## Task description
Write the listing out again, exactly as it reads below.

----------------

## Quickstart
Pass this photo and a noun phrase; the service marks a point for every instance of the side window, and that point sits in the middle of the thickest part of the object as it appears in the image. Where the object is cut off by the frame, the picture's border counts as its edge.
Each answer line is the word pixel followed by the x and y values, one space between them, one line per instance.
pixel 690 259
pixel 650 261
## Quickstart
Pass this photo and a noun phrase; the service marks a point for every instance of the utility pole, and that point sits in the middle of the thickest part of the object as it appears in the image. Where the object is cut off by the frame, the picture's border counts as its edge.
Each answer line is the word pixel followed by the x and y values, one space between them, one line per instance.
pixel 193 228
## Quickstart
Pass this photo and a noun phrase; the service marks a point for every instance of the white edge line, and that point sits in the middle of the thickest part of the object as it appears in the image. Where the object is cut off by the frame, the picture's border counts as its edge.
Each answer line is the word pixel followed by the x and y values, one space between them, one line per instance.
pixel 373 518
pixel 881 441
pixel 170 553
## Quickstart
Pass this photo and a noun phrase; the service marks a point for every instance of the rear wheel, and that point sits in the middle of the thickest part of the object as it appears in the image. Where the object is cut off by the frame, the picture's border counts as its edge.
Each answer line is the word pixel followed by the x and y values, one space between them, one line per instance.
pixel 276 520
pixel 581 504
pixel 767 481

----------------

## Answer to this task
## Quickstart
Pass this photo and a noun phrase; the service marks a point for every instance of the side window, and that point sits in the middle of the thickest part of the object as it appears in the image. Where the object is cut off by the frame, the picture's border counts as its edge.
Each answer line is the word pixel followed by the x and y values, one space between them, one line per instance.
pixel 690 259
pixel 650 261
## Quickstart
Pass this photo and a noun phrase; the service marks a point for every instance of the utility pole, and that point sits in the middle of the thickest part of the object as it appears in the image. Where the object is cut off by the frame, the picture's border counts as its edge.
Each answer line is the word pixel followed by the x and y values, one space between them, one line per instance.
pixel 193 228
## Quickstart
Pass this photo and a noun phrase; the service marks a point for every instance of the white edge line, and that point sits in the middle of the thickest part of the object as it appears in the image. Where the object is cut off by the frame, the picture's border counts as its edge.
Each answer line is the word pixel followed by the x and y values, one space between them, one line per instance.
pixel 373 518
pixel 881 441
pixel 170 553
## Quickstart
Pass this photo and a noun phrase; the service marks a point for every instance of the rear wheel, and that point sits in the middle of the thickest part of the object as it appears in the image. Where the object is cut off by the frame, the picture's border counts as its edge.
Each answer line is the word pixel followed by the x and y values, one space between them, one line per instance.
pixel 276 520
pixel 581 504
pixel 767 481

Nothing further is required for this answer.